SET TASKS:
(a) In the Flink mailing-list thread, how long should events be kept in state when the tumbling window is 5 minutes and events may arrive 30 minutes late?
(b) Pick up the Flink mailing-list thread after its final sentence and keep writing it.

You could still handle late data. Just keep state around longer ( within a 
predefined lateness interval). Say your time window is a tumbling window of 5 
mins and your events for a key are allowed to arrive 30 mins late, keep events 
around for 35 mins before evicting them from state. 

It means you are doing your own state and window management. But Flink is doing 
the same thing under the covers for you with event time based windows and 
watermarks.  With really large windows you want to do that(process functions 
with custom state management ) anyways because you need more visibility and 
control in the state management process as large state has impact on 
checkpoints and if you need to optimize how state is stored you need to manage 
it yourself.  

At least that’s been my experience. 

Thanks
Sameer

> On Sep 23, 2019, at 9:27 AM, bupt_ljy <bupt_...@163.com> wrote:
> 
> Hi Congxian,
>       Thanks but by doing that, we will lose some features like output of the 
> late data. 
> 
>                              Original Message                             
> Sender: Congxian Qiu<qcx978132...@gmail.com>
> Recipient: Lasse Nedergaard<lassenederga...@gmail.com>
> Cc: 廖嘉逸<bupt_...@163.com>; user@flink.apache.org<user@flink.apache.org>; 
> d...@flink.apache.org<d...@flink.apache.org>
> Date: Monday, Sep 23, 2019 19:56
> Subject: Re: Per Key Grained Watermark Support
> 
> Hi
> There was a discussion about this issue[1], as the previous discussion said 
> at the moment this is not supported out of the box by Flink, I think you can 
> try keyed process function as Lasse said.
> 
> [1] 
> http://apache-flink-user-mailing-list-archive.2336050.n4.nabble.com/Watermark-for-each-key-td27485.html#a27516
> Best,
> Congxian
> 
> 
> Lasse Nedergaard <lassenederga...@gmail.com> 于2019年9月23日周一 下午12:42写道:
>> Hi Jiayi
>> 
>> We have face the same challenge as we deal with IoT unit and they do not 
>> necessarily share the same timestamp. Watermark or. Key would be perfect 
>> match here. We tried to workaround with handle late events as special case 
>> with sideoutputs but isn’t the perfect solution.

PROVIDED INFORMATION:
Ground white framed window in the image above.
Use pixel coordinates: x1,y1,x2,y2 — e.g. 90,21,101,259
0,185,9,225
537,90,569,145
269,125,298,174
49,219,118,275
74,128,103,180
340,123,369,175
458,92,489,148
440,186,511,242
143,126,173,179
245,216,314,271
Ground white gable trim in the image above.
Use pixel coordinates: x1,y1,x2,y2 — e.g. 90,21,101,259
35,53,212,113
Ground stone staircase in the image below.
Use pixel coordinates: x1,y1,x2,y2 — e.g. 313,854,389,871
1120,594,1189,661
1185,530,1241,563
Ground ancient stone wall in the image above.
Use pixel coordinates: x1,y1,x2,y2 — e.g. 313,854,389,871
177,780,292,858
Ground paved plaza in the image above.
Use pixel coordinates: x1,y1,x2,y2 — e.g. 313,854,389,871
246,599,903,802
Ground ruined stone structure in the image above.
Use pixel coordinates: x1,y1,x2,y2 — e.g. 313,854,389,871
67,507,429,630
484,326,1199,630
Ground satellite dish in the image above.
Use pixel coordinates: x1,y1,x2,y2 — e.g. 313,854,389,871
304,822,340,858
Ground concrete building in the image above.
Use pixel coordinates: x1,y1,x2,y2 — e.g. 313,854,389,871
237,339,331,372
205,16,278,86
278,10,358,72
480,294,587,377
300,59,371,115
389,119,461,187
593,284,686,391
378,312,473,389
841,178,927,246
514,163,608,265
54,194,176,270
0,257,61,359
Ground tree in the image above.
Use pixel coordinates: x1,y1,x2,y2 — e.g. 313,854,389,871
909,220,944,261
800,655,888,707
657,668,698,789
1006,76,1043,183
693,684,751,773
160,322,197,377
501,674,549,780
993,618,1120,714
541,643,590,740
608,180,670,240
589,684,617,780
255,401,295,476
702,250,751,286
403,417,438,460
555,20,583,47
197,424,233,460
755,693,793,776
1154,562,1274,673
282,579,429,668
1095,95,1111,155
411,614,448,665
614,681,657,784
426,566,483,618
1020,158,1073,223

SET OF ANSWERS:
(a) 35 minutes.

(b)
>> My conclusion is to skip watermark and create a keyed processed function and 
>> handle the time for each key my self. 
>> 
>> Med venlig hilsen / Best regards
>> Lasse Nedergaard
>> 
>> 
>>> Den 23. sep. 2019 kl. 06.16 skrev 廖嘉逸 <bupt_...@163.com>:
>>> 
>>> Hi all,
>>>     Currently Watermark can only be supported on task’s level(or partition 
>>> level), which means that the data belonging to the faster key has to share 
>>> the same watermark with the data belonging to the slower key in the same 
>>> key group of a KeyedStream. This will lead to two problems:
>>> 
>>>     1. Latency. For example, every key has its own window state but they 
>>> have to trigger it after the window’s end time is exceeded by the watermark 
>>> which is determined by the data belonging to the slowest key usually. (Same 
>>> in CepOperator and other operators which are using watermark to fire result)
>>>     2. States Size. Because the faster key delayes its firing on result, it 
>>> has to store more redundant states which should be pruned earlier.
>>> 
>>>     However, since the watermark has been introduced for a long time and 
>>> not been designed to be more fine-grained in the first place, I find that 
>>> it’s very hard to solve this problem without a big change. I wonder if 
>>> there is anyone in community having some successful experience on this or 
>>> maybe there is a shortcut way? If not, I can try to draft a design if this 
>>> is needed in community.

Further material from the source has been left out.